▸ **Fragmento del texto**:
José Leonardo Rincón, S. J.*
Con el afán de posicionar un Estado laico para ser respetuosos con
quienes no son creyentes, la constitución política de 1991 dejó de invocar a
Dios como fuente suprema de toda autoridad, pues un Estado moderno debe ser
aconfesional e incluyente para todos, de modo que no quede ningún rezago de lo
que fueron las teocracias.
Lo que suele suceder con estas “evoluciones” es que queriendo promover valores válidos y pertinentes, fácilmente tumban y destruyen otros sin ofrecerles sus sustitutivos o reemplazos. A esta realidad, esta semana, Nilson Pinilla, exmagistrado presidente de la Corte Constitucional, la llamó la “extradición” de Dios de nuestra vida y origen de la crisis ética en la que estamos sumidos. La frase impacta entonces por provenir no propiamente de un obispo nostálgico de los tiempos constantinianos o de un cura de pueblo que ve disminuir alarmantemente su feligresía, sino de un laico y además jurista de vasta trayectoria.

▸ **Datos proporcionados**:
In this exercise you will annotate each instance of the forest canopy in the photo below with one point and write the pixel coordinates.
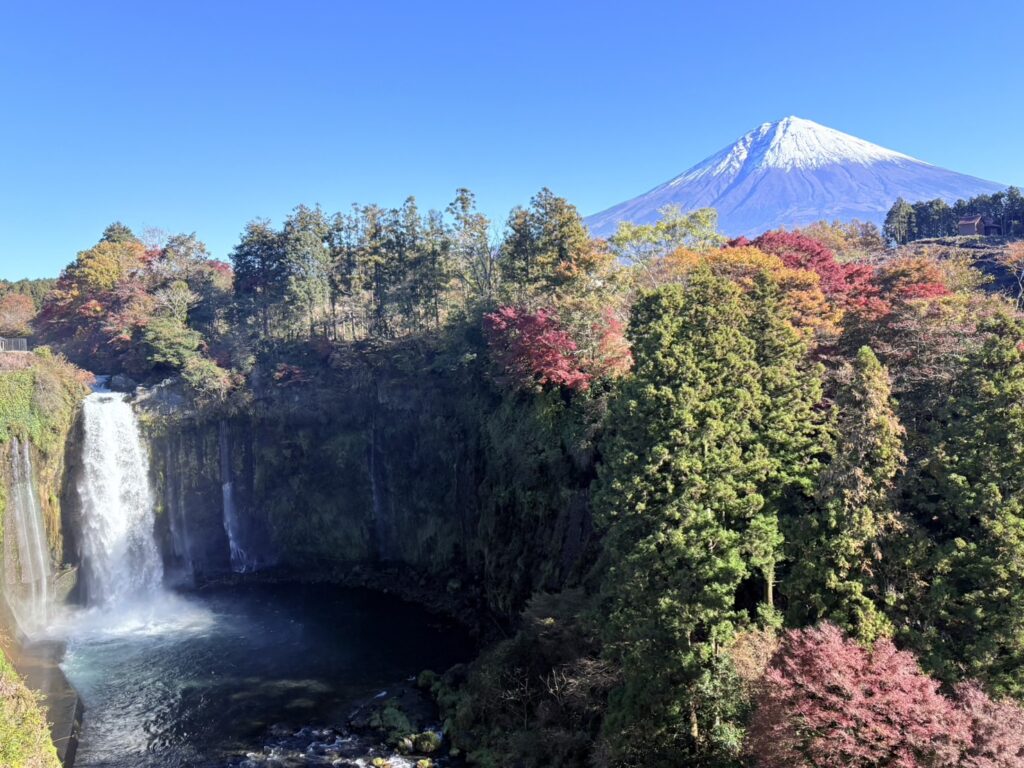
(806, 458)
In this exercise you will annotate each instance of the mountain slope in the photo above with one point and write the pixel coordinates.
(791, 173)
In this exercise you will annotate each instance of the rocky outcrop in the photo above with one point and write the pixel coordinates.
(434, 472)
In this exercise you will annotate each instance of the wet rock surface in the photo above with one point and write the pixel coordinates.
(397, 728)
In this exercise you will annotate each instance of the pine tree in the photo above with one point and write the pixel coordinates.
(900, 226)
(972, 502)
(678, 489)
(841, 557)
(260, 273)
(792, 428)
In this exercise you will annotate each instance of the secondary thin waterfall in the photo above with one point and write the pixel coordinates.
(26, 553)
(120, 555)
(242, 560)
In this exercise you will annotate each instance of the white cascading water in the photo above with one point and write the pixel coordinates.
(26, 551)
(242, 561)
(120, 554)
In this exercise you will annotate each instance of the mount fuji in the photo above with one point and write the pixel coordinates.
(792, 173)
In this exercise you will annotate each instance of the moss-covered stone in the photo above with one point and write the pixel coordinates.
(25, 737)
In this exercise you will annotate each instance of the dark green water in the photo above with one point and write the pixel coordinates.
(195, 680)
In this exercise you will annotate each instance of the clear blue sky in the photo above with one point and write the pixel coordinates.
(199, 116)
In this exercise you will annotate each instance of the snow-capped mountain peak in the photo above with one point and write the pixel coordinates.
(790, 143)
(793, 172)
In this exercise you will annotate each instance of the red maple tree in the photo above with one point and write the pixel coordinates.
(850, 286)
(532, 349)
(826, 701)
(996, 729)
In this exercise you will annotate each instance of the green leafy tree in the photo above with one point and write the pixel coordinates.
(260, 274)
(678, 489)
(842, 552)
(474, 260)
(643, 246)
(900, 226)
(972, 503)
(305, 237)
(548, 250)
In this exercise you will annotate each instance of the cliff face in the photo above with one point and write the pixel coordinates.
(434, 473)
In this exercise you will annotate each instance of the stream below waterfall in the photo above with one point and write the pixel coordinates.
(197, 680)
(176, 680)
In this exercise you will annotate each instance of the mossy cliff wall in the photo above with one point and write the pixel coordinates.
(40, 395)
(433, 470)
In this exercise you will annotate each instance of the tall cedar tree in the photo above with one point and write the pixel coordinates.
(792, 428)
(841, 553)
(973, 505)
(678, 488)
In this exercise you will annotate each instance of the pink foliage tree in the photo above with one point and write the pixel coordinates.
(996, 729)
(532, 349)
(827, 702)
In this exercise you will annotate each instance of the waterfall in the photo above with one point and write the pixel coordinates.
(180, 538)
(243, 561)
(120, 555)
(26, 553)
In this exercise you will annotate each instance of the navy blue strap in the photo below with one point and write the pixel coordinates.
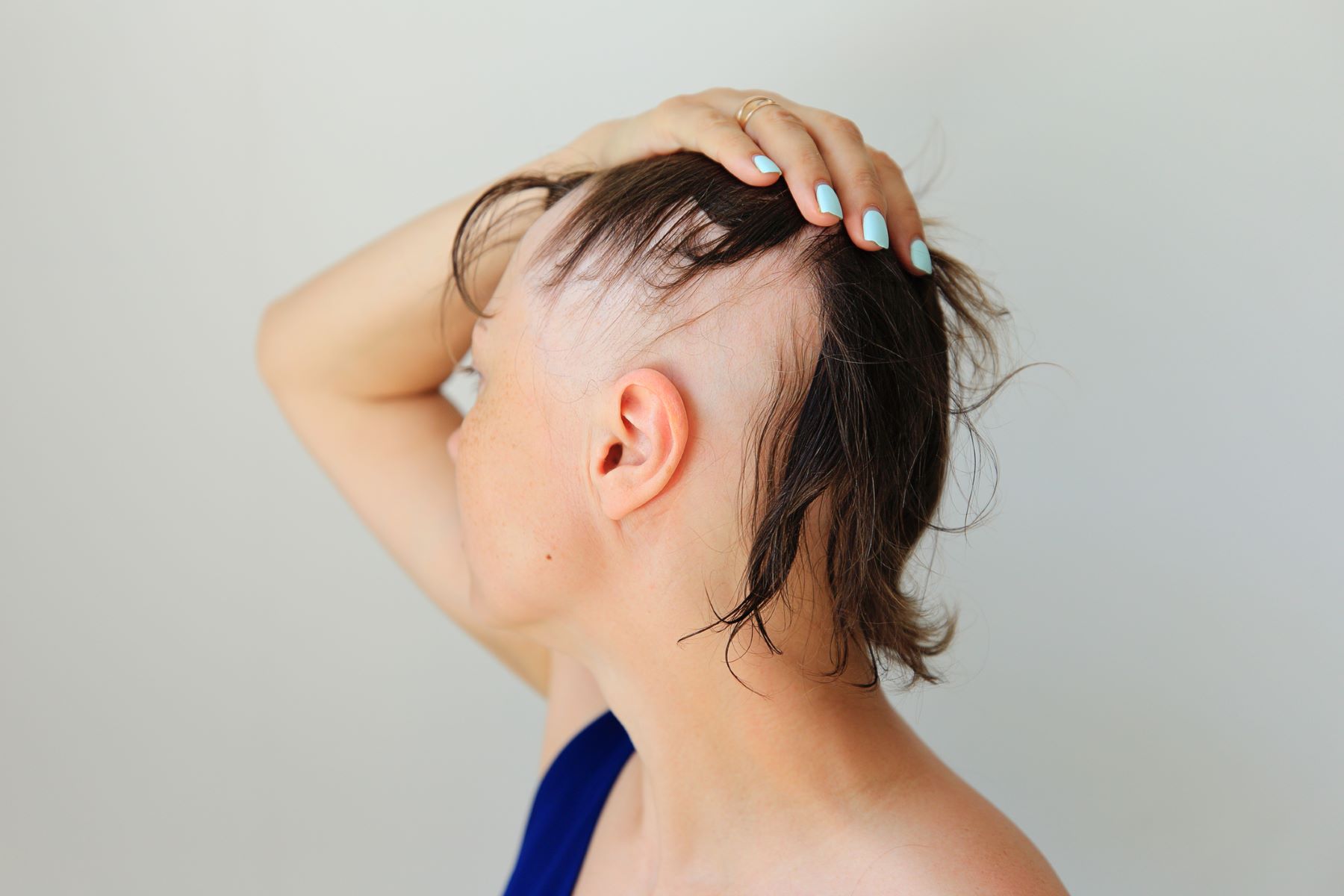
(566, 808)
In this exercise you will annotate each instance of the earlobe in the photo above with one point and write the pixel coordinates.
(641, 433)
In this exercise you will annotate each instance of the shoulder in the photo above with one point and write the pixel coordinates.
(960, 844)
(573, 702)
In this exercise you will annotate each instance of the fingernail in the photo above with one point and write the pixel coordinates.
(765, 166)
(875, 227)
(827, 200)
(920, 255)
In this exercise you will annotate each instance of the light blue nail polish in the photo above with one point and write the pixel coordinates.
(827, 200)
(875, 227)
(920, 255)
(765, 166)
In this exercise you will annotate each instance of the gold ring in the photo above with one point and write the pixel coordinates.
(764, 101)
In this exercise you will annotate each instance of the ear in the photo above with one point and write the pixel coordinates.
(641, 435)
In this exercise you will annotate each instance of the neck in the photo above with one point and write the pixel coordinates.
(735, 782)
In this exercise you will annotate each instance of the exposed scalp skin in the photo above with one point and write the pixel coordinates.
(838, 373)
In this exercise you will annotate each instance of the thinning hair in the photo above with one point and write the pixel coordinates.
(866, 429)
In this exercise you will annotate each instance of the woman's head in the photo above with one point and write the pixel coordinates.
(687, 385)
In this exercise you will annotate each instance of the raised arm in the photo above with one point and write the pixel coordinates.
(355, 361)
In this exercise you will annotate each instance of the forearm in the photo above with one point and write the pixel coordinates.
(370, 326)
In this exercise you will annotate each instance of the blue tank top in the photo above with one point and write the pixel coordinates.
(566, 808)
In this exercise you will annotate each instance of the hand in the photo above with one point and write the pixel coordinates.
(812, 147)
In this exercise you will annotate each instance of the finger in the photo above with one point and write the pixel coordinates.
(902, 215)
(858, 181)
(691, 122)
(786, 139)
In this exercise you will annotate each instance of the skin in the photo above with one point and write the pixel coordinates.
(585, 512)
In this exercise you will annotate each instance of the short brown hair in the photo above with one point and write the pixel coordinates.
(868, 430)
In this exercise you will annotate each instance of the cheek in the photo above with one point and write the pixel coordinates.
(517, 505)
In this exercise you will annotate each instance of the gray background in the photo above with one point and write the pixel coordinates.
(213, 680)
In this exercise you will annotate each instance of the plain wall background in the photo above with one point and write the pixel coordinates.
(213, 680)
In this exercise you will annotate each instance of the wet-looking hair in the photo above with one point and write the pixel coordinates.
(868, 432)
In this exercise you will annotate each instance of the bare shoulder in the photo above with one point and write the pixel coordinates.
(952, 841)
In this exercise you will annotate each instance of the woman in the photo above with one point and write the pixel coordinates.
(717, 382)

▸ **Tareas**:
1) Resume en menos palabras el párrafo del texto que comienza con "Lo que suele suceder", sin perder sus datos principales.
2) Reproduce sin cambios el pasaje del texto que va de "Lo que suele" a "de vasta trayectoria.".

▸ **Respuestas**:
1) Estas “evoluciones”, al promover valores válidos y pertinentes, suelen destruir otros sin ofrecer reemplazos. Esta semana, Nilson Pinilla, exmagistrado presidente de la Corte Constitucional, llamó a esta realidad la “extradición” de Dios de nuestra vida y la señaló como origen de la crisis ética en que estamos sumidos. La frase impacta porque no la dice un obispo nostálgico ni un cura de pueblo, sino un laico y jurista de vasta trayectoria.

2)
Lo que suele suceder con estas “evoluciones” es que queriendo promover valores válidos y pertinentes, fácilmente tumban y destruyen otros sin ofrecerles sus sustitutivos o reemplazos. A esta realidad, esta semana, Nilson Pinilla, exmagistrado presidente de la Corte Constitucional, la llamó la “extradición” de Dios de nuestra vida y origen de la crisis ética en la que estamos sumidos. La frase impacta entonces por provenir no propiamente de un obispo nostálgico de los tiempos constantinianos o de un cura de pueblo que ve disminuir alarmantemente su feligresía, sino de un laico y además jurista de vasta trayectoria.